COP26 e o Desafio que se Impõe Para Moçambique: Transição Energética.
Por Amade Casimiro Nacir
COP26 é a sigla institucionalizada para designar a vigésima sexta Conferência de Partes (Conference of Parties – COP). Conferência de Partes que assinaram a Convenção Quadro das Nações Unidas Contra às Mudanças Climáticas, ou para o combate às mudanças climáticas. Às partes são então os Estados. Essa conferência realizou-se no ano passado, em Glasgow, na Escócia, Reino Unido. Ora, como habitual nas COPs, em Glasgow discutiu-se sobre os desafios, perspectivas, avanços e recuos inerentes as mudanças climáticas.
E vários assuntos foram discutidos, culminando com o Pacto Climático de Glasgow (tradução livre de Glasgow Climate Pact). Os pontos a atentar, relacionados ao pacto são: o reconhecimento da emergência climática que já ocasiona consequências adversas; por isso a necessidade de acelerar a acção climática; deixando de usar os combustíveis fósseis; o que necessita esforços para o financiamento climático; apoio para adaptação; operacionalização de todas às decisões de Paris (COP 21); e focalização nas perdas e danos climáticos (UN, 2021 ). Como se depreende, todos os pontos acima elencados são pertinentes para fazer face as mudanças climáticas, entretanto a transição energética é dos pontos nevrálgicos.
###
Tarefas e exercícios:
1 > Liste todos os pontos do Pacto Climático de Glasgow que o texto sobre a COP26 enumera.
2 > Reproduza palavra por palavra o texto sobre a COP26, desde "COP26 e o Desafio" até "as mudanças climáticas.".
Baseie-se apenas no texto sobre a COP26.
###
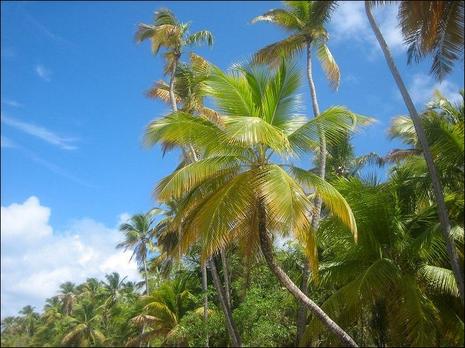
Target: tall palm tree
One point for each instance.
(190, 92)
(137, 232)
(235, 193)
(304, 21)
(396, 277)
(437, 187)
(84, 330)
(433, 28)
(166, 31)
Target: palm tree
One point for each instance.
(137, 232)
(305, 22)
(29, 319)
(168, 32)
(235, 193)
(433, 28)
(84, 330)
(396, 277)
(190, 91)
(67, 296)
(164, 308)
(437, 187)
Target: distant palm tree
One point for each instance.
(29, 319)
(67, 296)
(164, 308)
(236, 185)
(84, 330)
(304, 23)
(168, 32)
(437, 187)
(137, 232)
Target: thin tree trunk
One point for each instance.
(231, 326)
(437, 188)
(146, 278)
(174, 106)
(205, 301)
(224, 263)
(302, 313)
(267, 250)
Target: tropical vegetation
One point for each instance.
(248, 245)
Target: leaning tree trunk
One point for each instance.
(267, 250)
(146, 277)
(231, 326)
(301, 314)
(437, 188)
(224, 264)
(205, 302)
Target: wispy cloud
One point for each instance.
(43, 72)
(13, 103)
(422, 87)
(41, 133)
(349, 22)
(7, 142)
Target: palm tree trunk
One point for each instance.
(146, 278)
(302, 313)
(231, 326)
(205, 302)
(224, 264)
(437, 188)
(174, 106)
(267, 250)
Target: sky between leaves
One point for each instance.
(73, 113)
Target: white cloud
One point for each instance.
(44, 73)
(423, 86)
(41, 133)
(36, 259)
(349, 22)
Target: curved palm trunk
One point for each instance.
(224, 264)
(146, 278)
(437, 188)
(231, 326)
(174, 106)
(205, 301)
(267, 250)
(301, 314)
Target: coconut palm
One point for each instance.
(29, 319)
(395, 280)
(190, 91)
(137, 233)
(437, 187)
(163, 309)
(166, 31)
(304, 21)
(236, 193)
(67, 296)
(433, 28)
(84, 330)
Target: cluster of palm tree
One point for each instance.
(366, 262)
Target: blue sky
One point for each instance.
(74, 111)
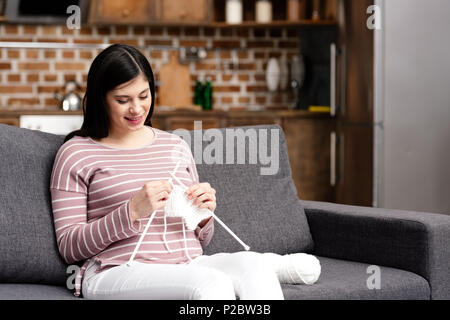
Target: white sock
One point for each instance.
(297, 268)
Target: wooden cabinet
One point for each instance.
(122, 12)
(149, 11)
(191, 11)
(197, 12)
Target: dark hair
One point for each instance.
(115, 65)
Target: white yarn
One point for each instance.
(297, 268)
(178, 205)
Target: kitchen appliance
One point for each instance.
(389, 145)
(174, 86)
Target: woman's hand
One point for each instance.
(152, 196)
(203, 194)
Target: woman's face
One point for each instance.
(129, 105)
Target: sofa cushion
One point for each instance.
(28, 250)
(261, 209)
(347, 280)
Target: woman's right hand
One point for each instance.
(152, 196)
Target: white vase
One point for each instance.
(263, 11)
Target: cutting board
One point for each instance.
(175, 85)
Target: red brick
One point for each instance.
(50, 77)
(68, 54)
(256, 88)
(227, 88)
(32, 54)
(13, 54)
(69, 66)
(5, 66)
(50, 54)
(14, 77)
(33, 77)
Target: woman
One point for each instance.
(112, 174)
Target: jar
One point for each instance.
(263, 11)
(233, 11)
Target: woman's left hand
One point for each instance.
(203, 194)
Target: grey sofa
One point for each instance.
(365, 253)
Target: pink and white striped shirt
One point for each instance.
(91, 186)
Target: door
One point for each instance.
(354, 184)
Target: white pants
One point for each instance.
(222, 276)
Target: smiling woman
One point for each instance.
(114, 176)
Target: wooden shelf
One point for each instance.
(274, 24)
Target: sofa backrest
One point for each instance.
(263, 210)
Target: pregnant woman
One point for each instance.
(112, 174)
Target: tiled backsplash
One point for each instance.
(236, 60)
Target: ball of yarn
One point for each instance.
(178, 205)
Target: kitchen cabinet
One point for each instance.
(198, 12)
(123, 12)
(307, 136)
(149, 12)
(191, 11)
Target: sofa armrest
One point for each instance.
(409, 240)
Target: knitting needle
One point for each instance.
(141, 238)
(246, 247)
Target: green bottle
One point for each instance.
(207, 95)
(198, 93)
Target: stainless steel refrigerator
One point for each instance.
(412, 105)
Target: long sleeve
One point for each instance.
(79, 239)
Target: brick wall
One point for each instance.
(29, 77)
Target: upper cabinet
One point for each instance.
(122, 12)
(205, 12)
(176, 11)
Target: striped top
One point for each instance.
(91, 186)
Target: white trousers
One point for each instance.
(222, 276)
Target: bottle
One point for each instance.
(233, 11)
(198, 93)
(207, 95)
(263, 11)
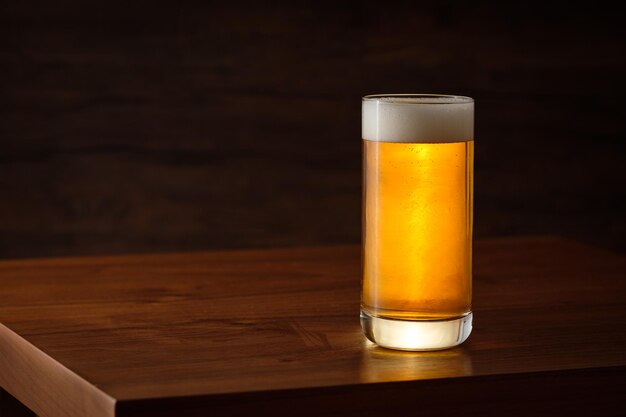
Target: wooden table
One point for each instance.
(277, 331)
###
Soluções completas:
1 >
- O reconhecimento da emergência climática que já ocasiona consequências adversas
- A necessidade de acelerar a acção climática
- Deixar de usar os combustíveis fósseis
- Esforços para o financiamento climático
- Apoio para adaptação
- Operacionalização de todas as decisões de Paris (COP 21)
- Focalização nas perdas e danos climáticos

2 >
COP26 e o Desafio que se Impõe Para Moçambique: Transição Energética.
Por Amade Casimiro Nacir
COP26 é a sigla institucionalizada para designar a vigésima sexta Conferência de Partes (Conference of Parties – COP). Conferência de Partes que assinaram a Convenção Quadro das Nações Unidas Contra às Mudanças Climáticas, ou para o combate às mudanças climáticas. Às partes são então os Estados. Essa conferência realizou-se no ano passado, em Glasgow, na Escócia, Reino Unido. Ora, como habitual nas COPs, em Glasgow discutiu-se sobre os desafios, perspectivas, avanços e recuos inerentes as mudanças climáticas.